_TEXT PROVIDED_
Maximum Message Size¶
The default maximum message size is 1MB
. There's a way to increase this limit in case you want to, but please think it
through before doing so. The safest action might be to enable compression.
The max message size is determined by:
- Max messages size supported by gRPC (default value is
64MB
in Numaflow). - Max messages size supported by the Inter-Step Buffer implementation.
If JetStream
is used as the Inter-Step Buffer implementation, the default max message size for it is configured as 1MB
.
You can change it by setting the spec.jetstream.settings
in the InterStepBufferService
specification.
apiVersion: numaflow.numaproj.io/v1alpha1
kind: InterStepBufferService
metadata:
name: default
spec:
jetstream:
settings: |
max_payload: 8388608 # 8MB
It's not recommended to use values over 8388608
(8MB) but max_payload
can be set up to 67108864
(64MB).

_STATED GOAL 1_
Rewrite everything from the start of the entries down to the line containing "For each instance, a" as a numbered list, leaving out blank lines.
The text and the entries have nothing to do with each other.

_DATA SUPPLIED_

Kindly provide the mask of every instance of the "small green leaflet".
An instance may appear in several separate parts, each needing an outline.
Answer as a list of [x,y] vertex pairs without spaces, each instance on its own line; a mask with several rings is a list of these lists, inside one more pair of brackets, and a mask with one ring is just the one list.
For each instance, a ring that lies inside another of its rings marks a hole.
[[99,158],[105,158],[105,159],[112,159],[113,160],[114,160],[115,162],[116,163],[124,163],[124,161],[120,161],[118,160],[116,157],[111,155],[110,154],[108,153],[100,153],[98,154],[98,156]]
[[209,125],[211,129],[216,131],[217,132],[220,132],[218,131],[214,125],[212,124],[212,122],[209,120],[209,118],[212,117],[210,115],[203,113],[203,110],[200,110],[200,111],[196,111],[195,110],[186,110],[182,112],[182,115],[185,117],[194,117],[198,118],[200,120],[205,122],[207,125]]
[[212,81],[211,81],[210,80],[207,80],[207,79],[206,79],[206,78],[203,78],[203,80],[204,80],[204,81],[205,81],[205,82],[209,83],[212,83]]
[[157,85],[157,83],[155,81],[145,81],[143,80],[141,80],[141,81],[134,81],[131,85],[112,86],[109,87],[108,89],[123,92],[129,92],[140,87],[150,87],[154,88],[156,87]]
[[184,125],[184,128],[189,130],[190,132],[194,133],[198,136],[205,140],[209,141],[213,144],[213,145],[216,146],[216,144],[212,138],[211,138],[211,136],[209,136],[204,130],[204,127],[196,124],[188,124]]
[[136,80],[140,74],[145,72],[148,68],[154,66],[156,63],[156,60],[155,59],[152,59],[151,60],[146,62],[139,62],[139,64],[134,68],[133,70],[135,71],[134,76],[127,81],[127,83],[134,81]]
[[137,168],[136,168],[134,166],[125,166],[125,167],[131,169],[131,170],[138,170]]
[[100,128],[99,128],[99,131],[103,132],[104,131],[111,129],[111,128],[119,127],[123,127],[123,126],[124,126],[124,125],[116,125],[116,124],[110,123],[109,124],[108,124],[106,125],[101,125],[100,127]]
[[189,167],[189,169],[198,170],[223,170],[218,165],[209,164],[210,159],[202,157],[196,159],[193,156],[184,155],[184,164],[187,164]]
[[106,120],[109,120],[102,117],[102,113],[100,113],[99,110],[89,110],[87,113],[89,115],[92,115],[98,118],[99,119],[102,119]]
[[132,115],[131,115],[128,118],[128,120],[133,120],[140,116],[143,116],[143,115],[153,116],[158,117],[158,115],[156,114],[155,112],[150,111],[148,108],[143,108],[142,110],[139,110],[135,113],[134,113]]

_STATED GOAL 2_
Extend the text on Numaflow's maximum message size, picking up right after its last sentence.

_TASK OUTPUT 1_
1. Kindly provide the mask of every instance of the "small green leaflet".
2. An instance may appear in several separate parts, each needing an outline.
3. Answer as a list of [x,y] vertex pairs without spaces, each instance on its own line; a mask with several rings is a list of these lists, inside one more pair of brackets, and a mask with one ring is just the one list.
4. For each instance, a ring that lies inside another of its rings marks a hole.

_TASK OUTPUT 2_
Please be aware that if you increase the max message size of the InterStepBufferService
, you probably will also need to
change some other limits. For example, if the size of each messages is as large as 8MB, then 100 messages flowing in the
pipeline will make each of the Inter-Step Buffer need at least 800MB of disk space to store the messages, and the memory
consumption will also be high, that will probably cause the Inter-Step Buffer Service to crash. In that case, you might
need to update the retention policy in the Inter-Step Buffer Service to make sure the messages are not stored for too long.
Check out the Inter-Step Buffer Service for more details.
Enable Compression¶
Numaflow supports automatic compression while writing and reading the messages to and from the Inter-Step Buffer, this can help to reduce the storage and network cost to ISB. Enabling compression will help in ISB stability and should be used if the payload is large (e.g, > 1MB). This is transparent to the user-defined functions, compression and decompression is taken care by Numaflow before writing to the ISB and after reading from the ISB.
Available compression types are:
- none
(default)
- gzip
- zstd
- lz4
Performance Numbers¶
The tests were run with fixed CPU 300m
CPU using random 1KB
payload.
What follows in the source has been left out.